• GIVEN TEXT:
Do not believe everything you read in the Intel Datasheet. Similar Core 2 Duo desktop CPUs were overclocked with higher voltage for years without any problems. If you want to run as fast as possible, you are going to need more than 1.25V to do that. If you cannot afford to buy a new processor then do not overclock it.


----------



## matoeltoto (Nov 20, 2022)

Dear Unclewebb,
Thanks for your feedback. See in attached document the “options menu”, using TTLS 9.5.
About increasing CoreVID: I was thinking to limit the OverVoltage to +10% (so +120mV so CoreVID MAX=1,32V) because I was thinking that I may burn/damage the device/component which delivers this DC voltage. I was thinking that this device was an “external device” from the CPU itself - depending of the quality of contrustion of my motherboard. In fact, I was thinking it was a kind of “external DC supply” from “CPU” point of view.
My "legacy" laptop is a Asus X5DIP: it is a robust equipment, able to work in dusty/wet conditions.

• RECORDED INFORMATION:

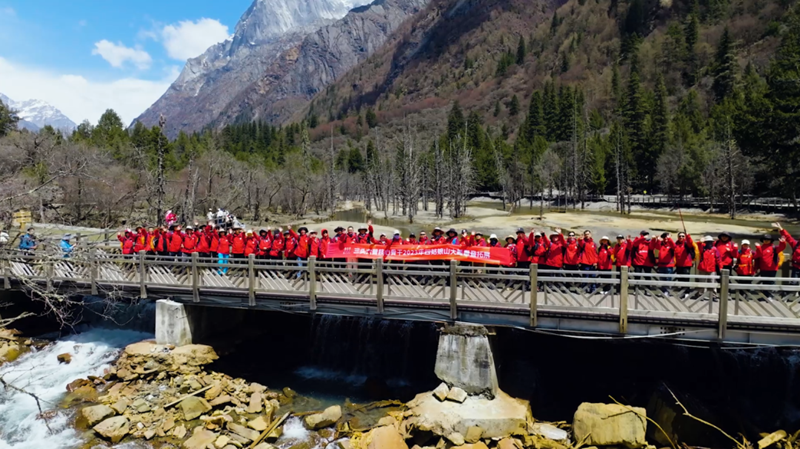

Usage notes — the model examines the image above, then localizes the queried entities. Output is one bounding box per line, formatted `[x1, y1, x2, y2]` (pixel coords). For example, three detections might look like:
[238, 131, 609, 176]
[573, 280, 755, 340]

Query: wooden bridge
[0, 247, 800, 346]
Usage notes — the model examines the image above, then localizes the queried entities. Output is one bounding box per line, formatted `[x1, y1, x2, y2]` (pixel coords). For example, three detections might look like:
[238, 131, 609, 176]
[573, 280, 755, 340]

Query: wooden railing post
[2, 254, 11, 290]
[247, 254, 256, 307]
[619, 265, 628, 334]
[531, 263, 539, 327]
[308, 256, 317, 310]
[375, 259, 383, 315]
[720, 270, 731, 340]
[89, 249, 97, 295]
[192, 253, 200, 302]
[450, 260, 458, 321]
[139, 251, 147, 299]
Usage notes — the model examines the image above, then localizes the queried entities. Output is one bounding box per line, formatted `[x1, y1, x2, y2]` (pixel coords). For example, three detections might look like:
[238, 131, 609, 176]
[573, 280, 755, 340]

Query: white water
[0, 329, 152, 449]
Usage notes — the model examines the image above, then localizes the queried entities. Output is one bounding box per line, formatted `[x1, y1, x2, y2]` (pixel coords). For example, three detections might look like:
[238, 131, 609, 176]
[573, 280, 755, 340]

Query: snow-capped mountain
[134, 0, 372, 136]
[0, 94, 77, 131]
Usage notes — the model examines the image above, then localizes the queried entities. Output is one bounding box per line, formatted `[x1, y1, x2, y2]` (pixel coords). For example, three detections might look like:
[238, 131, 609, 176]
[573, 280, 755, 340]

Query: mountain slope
[0, 94, 77, 131]
[216, 0, 428, 125]
[134, 0, 366, 137]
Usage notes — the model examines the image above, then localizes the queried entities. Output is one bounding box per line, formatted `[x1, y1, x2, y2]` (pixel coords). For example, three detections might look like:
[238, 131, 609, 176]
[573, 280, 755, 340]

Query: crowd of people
[111, 218, 800, 277]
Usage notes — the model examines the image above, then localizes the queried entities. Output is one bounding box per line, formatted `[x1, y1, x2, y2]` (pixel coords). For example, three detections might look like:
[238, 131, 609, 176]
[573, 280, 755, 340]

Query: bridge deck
[2, 250, 800, 345]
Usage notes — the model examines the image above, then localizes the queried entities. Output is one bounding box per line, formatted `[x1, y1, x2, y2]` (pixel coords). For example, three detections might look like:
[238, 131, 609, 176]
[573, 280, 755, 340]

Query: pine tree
[712, 27, 738, 102]
[508, 94, 519, 117]
[517, 36, 528, 65]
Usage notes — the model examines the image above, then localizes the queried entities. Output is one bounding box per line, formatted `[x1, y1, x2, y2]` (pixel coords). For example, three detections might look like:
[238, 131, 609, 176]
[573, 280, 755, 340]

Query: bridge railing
[0, 248, 800, 335]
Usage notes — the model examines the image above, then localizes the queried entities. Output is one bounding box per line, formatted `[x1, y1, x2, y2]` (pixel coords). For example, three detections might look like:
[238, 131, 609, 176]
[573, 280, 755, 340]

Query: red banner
[325, 243, 515, 265]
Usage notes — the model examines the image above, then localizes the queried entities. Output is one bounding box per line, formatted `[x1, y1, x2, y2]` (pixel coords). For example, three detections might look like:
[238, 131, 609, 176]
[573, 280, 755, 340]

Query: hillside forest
[0, 0, 800, 227]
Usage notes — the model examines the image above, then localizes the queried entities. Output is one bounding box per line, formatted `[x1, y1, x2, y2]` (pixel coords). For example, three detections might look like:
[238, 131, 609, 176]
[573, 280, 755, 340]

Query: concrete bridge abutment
[156, 299, 247, 346]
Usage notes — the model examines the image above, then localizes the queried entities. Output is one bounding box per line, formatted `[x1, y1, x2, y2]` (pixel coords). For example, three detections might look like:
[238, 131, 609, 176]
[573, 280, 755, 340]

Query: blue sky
[0, 0, 252, 122]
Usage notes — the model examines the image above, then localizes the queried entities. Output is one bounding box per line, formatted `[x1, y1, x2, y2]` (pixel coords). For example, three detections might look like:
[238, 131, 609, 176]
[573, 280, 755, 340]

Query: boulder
[247, 392, 264, 413]
[247, 416, 268, 432]
[366, 426, 408, 449]
[447, 387, 467, 404]
[81, 405, 115, 426]
[433, 382, 450, 401]
[445, 432, 465, 446]
[305, 405, 342, 430]
[182, 427, 217, 449]
[572, 403, 647, 449]
[228, 423, 261, 441]
[94, 416, 130, 444]
[464, 426, 483, 443]
[180, 396, 211, 421]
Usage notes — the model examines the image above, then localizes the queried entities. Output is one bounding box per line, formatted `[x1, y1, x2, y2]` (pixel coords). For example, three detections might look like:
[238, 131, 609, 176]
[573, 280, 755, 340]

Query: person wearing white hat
[736, 240, 756, 278]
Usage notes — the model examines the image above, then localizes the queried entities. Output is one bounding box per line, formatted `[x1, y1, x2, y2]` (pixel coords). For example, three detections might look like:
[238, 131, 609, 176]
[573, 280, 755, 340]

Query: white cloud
[161, 19, 229, 61]
[0, 57, 175, 123]
[92, 39, 153, 70]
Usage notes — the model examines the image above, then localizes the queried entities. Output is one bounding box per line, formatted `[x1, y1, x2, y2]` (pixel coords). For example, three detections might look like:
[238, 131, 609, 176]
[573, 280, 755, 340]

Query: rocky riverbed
[51, 341, 647, 449]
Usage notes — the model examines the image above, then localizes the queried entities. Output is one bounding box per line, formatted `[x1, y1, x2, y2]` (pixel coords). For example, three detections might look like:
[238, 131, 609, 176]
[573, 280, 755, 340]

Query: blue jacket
[19, 234, 36, 249]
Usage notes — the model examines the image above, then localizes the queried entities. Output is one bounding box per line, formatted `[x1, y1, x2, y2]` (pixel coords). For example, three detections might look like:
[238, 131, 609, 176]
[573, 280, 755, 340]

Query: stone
[81, 405, 115, 427]
[447, 387, 467, 404]
[572, 403, 647, 449]
[366, 426, 408, 449]
[181, 427, 217, 449]
[228, 423, 261, 441]
[464, 426, 483, 443]
[434, 323, 499, 399]
[205, 383, 222, 401]
[445, 432, 464, 446]
[528, 422, 569, 441]
[209, 395, 231, 407]
[111, 397, 130, 415]
[305, 405, 342, 430]
[172, 424, 186, 440]
[433, 382, 450, 401]
[407, 390, 532, 439]
[497, 438, 522, 449]
[94, 416, 130, 444]
[214, 435, 231, 449]
[247, 392, 264, 413]
[247, 416, 268, 432]
[180, 396, 211, 421]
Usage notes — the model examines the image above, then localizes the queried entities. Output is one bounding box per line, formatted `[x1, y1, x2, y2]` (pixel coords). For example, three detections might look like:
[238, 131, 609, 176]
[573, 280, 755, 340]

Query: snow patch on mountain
[0, 94, 77, 131]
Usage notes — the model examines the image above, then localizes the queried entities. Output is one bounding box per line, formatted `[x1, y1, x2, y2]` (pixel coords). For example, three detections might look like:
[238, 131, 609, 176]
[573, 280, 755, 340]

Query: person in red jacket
[773, 223, 800, 278]
[756, 234, 786, 285]
[530, 232, 550, 268]
[564, 232, 581, 271]
[308, 229, 324, 259]
[630, 231, 655, 273]
[516, 228, 534, 269]
[697, 236, 722, 275]
[117, 230, 136, 256]
[597, 236, 614, 293]
[542, 229, 567, 270]
[244, 229, 258, 257]
[195, 225, 211, 259]
[675, 232, 697, 280]
[217, 229, 231, 276]
[133, 226, 147, 254]
[714, 232, 739, 270]
[269, 229, 284, 260]
[736, 240, 756, 284]
[229, 228, 247, 259]
[256, 229, 272, 260]
[614, 235, 633, 271]
[167, 225, 183, 262]
[182, 226, 198, 259]
[319, 229, 331, 260]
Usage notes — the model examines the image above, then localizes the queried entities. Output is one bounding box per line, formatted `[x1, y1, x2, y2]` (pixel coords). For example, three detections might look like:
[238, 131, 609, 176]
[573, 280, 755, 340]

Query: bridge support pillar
[435, 323, 499, 399]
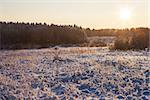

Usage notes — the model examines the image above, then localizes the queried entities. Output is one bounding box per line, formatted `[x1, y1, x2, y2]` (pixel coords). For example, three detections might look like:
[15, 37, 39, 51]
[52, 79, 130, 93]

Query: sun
[120, 8, 131, 20]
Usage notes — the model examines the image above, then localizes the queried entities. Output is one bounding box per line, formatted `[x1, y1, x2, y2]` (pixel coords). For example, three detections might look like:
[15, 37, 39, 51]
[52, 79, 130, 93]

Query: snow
[0, 47, 150, 100]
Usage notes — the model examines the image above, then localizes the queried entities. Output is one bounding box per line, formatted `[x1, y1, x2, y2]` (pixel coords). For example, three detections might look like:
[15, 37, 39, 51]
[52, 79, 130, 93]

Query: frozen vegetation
[0, 47, 150, 100]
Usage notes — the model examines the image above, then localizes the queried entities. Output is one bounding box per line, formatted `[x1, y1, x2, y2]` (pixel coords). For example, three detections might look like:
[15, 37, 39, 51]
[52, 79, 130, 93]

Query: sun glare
[120, 9, 131, 20]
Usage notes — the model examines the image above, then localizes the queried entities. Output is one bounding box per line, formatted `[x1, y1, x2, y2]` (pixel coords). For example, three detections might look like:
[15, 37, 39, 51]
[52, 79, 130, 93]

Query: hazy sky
[0, 0, 150, 29]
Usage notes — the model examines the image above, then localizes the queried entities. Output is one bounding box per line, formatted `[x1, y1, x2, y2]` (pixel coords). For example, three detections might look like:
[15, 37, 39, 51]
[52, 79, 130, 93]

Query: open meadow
[0, 47, 150, 100]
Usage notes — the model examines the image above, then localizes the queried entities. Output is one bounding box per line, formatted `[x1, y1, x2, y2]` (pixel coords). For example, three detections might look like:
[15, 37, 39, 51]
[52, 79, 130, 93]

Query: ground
[0, 47, 150, 100]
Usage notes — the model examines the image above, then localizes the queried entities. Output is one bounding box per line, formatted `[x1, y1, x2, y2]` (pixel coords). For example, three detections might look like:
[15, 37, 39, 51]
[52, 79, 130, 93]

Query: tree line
[0, 22, 150, 50]
[0, 22, 87, 49]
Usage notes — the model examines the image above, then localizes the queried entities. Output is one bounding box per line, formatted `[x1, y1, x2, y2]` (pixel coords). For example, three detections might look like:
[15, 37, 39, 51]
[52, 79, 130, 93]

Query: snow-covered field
[0, 47, 150, 100]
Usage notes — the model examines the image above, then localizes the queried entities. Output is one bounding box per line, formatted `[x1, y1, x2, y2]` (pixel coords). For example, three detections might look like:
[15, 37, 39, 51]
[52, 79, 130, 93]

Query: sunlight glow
[120, 8, 131, 20]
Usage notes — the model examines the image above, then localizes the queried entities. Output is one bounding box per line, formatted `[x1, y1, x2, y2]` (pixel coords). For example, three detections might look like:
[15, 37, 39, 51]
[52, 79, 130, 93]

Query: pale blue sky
[0, 0, 150, 29]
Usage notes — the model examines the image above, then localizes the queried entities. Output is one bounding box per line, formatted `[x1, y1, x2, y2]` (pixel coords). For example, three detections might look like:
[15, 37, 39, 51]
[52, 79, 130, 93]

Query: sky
[0, 0, 150, 29]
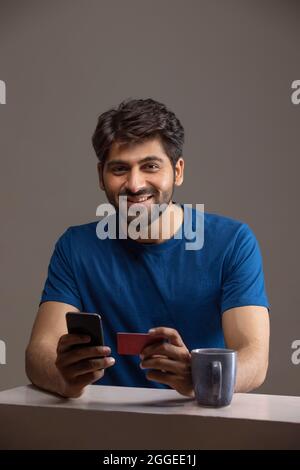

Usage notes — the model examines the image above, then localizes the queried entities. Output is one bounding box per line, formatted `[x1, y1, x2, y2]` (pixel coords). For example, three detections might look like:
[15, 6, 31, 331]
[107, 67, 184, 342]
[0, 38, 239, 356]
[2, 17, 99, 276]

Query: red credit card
[117, 333, 165, 355]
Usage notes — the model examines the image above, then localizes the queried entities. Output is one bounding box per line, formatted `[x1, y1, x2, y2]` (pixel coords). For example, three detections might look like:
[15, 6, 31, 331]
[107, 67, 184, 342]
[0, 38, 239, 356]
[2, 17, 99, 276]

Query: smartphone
[66, 312, 104, 347]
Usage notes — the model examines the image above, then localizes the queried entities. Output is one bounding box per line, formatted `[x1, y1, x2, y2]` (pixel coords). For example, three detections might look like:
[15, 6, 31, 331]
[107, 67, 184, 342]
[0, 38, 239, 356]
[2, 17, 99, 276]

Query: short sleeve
[221, 224, 270, 313]
[39, 227, 82, 310]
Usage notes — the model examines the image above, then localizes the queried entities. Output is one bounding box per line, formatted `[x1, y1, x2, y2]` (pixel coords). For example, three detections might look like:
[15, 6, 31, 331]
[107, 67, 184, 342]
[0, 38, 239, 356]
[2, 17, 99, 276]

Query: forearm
[25, 342, 64, 395]
[234, 346, 268, 392]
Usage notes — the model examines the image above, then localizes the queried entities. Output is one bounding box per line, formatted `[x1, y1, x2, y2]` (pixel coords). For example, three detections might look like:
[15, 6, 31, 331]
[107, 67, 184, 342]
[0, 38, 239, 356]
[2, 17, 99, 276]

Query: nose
[125, 168, 145, 194]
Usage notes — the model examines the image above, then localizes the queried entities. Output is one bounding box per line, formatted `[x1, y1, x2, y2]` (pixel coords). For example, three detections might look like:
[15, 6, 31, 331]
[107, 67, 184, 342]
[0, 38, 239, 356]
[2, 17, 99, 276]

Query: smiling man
[26, 99, 269, 397]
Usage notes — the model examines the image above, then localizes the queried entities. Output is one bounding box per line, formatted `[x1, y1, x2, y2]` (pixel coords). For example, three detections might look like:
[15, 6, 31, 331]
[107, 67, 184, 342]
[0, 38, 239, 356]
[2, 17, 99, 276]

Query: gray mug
[191, 348, 237, 406]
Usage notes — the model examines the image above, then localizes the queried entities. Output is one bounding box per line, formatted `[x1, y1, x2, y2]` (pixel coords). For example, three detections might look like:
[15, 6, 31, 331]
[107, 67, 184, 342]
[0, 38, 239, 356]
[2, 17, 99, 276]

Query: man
[26, 99, 269, 397]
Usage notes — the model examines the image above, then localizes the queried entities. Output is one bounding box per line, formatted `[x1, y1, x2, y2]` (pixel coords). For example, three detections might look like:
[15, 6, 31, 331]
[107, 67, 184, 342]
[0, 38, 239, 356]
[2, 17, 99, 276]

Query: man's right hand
[55, 334, 115, 398]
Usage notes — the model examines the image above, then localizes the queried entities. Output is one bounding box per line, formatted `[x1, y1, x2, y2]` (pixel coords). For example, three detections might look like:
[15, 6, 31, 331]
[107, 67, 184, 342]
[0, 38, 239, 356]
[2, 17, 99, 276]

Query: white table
[0, 385, 300, 450]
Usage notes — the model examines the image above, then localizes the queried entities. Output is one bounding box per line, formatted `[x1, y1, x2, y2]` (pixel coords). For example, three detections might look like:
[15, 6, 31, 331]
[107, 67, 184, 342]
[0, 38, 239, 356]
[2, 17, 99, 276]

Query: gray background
[0, 0, 300, 395]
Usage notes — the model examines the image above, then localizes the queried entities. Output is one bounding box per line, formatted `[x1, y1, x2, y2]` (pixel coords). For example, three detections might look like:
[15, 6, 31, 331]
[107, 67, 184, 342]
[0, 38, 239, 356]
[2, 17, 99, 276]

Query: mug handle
[211, 361, 222, 400]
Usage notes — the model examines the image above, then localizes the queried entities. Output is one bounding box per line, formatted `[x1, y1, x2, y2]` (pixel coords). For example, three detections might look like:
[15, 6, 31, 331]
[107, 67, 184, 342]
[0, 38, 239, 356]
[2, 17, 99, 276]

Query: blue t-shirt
[40, 208, 269, 388]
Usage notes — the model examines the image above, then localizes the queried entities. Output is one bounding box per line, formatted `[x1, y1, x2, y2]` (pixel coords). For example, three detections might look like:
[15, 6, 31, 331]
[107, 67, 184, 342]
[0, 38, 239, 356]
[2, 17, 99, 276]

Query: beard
[105, 185, 174, 238]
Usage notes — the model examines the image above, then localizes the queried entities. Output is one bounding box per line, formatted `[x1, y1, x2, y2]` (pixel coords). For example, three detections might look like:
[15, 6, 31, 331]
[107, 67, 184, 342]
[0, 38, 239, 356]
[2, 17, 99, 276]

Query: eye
[112, 166, 127, 174]
[144, 163, 159, 171]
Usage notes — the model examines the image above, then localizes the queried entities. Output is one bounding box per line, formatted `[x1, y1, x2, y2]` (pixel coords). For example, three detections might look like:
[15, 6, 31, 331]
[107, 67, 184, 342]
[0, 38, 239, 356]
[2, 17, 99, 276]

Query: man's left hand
[140, 327, 195, 398]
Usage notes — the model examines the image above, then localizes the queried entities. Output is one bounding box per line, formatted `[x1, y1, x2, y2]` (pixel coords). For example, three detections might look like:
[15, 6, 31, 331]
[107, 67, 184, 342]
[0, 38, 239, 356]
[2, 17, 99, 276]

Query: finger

• ACTIONS TO TAKE:
1. According to the forum excerpt, which laptop does matoeltoto own?
2. Please list every value given in volts or millivolts in the forum excerpt.
3. Summarize the forum excerpt in two sentences.

• RESULTS FOR EACH TASK:
1. An Asus X5DIP.

2.
1.25V
+120mV
1,32V

3. The first post warns against believing everything in the Intel Datasheet, noting that similar Core 2 Duo desktop CPUs ran overclocked with higher voltage for years without problems, that top speed needs more than 1.25V, and that anyone unable to afford a new processor should not overclock. In reply, matoeltoto explains a plan to cap the overvoltage at +10% (a CoreVID maximum of 1,32V) for fear of damaging the component that delivers the DC voltage, which was thought to sit outside the CPU, and names the laptop as a robust Asus X5DIP.